Right about now I should be on the last leg of my homeward trek from Orlando, Fla after completely dominating all comers in the Jeopardy! interview and tournament, thus assuring myself of a chance to show both “Watson” and one Mr. Ken Jennings just who’s the smartest one of all.
But I’m not.
This guy who, speaking for him and his mates, once claimed to “be more famous than Jesus” once said, “Life is what happens while you’re making other plans.” That’s pretty much what happened to my Jeopardy! tryout. My Budge is still a lot dizzy, even though she has returned to work. She cannot possibly drive, nor would I even consider leaving her if she was in less than perfect health.
In the interest of complete transparency, however, I confess that she and I had decided I was not going down to Orlando anyway about three days before she had her run-in with the vertigo gremlin. I actually had emailed the contact in Orlando to let them know I wasn’t coming not too long before Budge called me to her side and proceeded to get so violently sick. Her vertigo was just proof positive to me that I wasn’t meant to be in sunny central Florida today.
The main reason I bowed out of the selection process was a simple one — money, or rather the serious lack thereof. Even before being presented with a preposterous $12,000.oo hospital bill (which will be the subject of an upcoming RANT, believe me) the fuel cost was a big roadblock to the trip. See, Disneytown is somewhere between “that’s a long ride” and “good lord, what was I thinking?” in distance from our home. We had figured it would take three tankfuls of petrol – at minimum – to make the round trip. With the current obscenely greedy speculator driven price of gas hovering around $3.50 a gallon, one tank in my beloved Element costs nigh on $50. Even my mathematically challenged brain can figure out that’s $150, and that’s just gas. By the time we tacked on a hotel room, since Budge and Mama both put the kibosh on me driving down and turning right around to come home, and food — well, it just wasn’t happening.
-=-=-
Your goal
Condense the paragraph of the Jeopardy! tryout post that begins "The main reason I bowed out" into a short list of its main facts. The lines that come next are separate material and are not connected to the Jeopardy! tryout post.
-=-=-
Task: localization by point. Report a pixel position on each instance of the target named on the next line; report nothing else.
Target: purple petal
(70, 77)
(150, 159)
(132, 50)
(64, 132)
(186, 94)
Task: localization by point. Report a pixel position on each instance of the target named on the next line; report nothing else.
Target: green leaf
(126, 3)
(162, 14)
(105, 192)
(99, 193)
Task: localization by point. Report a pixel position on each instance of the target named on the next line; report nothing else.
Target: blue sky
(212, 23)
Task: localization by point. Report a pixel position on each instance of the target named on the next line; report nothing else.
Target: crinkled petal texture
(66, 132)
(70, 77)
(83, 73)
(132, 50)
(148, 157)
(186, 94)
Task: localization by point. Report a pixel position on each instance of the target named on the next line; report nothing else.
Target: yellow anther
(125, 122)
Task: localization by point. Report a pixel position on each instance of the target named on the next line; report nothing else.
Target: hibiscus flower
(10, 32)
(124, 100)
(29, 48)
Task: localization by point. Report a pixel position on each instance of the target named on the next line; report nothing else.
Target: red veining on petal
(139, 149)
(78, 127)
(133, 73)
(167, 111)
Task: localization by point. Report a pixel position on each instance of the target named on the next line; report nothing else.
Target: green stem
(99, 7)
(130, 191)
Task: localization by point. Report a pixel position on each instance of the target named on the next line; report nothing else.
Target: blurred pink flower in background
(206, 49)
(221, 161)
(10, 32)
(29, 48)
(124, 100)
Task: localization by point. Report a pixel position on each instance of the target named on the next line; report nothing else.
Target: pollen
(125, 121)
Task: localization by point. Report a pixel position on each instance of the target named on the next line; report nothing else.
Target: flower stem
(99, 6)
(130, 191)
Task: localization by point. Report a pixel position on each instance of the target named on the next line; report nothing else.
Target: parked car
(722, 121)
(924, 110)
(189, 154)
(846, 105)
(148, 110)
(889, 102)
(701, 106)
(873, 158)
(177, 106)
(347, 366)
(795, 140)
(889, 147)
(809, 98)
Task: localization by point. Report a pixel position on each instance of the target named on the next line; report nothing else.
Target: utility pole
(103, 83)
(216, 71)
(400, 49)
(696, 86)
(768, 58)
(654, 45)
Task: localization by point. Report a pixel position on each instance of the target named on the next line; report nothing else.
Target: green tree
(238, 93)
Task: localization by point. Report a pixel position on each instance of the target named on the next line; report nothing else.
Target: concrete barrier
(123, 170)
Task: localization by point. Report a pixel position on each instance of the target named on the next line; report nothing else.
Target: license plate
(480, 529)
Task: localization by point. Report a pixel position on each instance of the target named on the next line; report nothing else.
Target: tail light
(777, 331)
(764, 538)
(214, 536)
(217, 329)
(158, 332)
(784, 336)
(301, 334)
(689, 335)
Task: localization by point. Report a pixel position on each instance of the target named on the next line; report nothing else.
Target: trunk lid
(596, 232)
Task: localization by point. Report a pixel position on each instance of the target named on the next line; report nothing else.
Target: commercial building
-=-=-
Solved problem
- The writer withdrew from the selection process mainly because of money.
- Fuel cost was already a big obstacle before a $12,000 hospital bill arrived.
- The destination is a long drive from home, and the round trip would take at least three tanks of gas.
- With gas near $3.50 a gallon, one tank in the Element costs nearly $50, so fuel alone would come to $150.
- Budge and Mama ruled out driving down and turning right around, so a hotel room and food would add to the cost.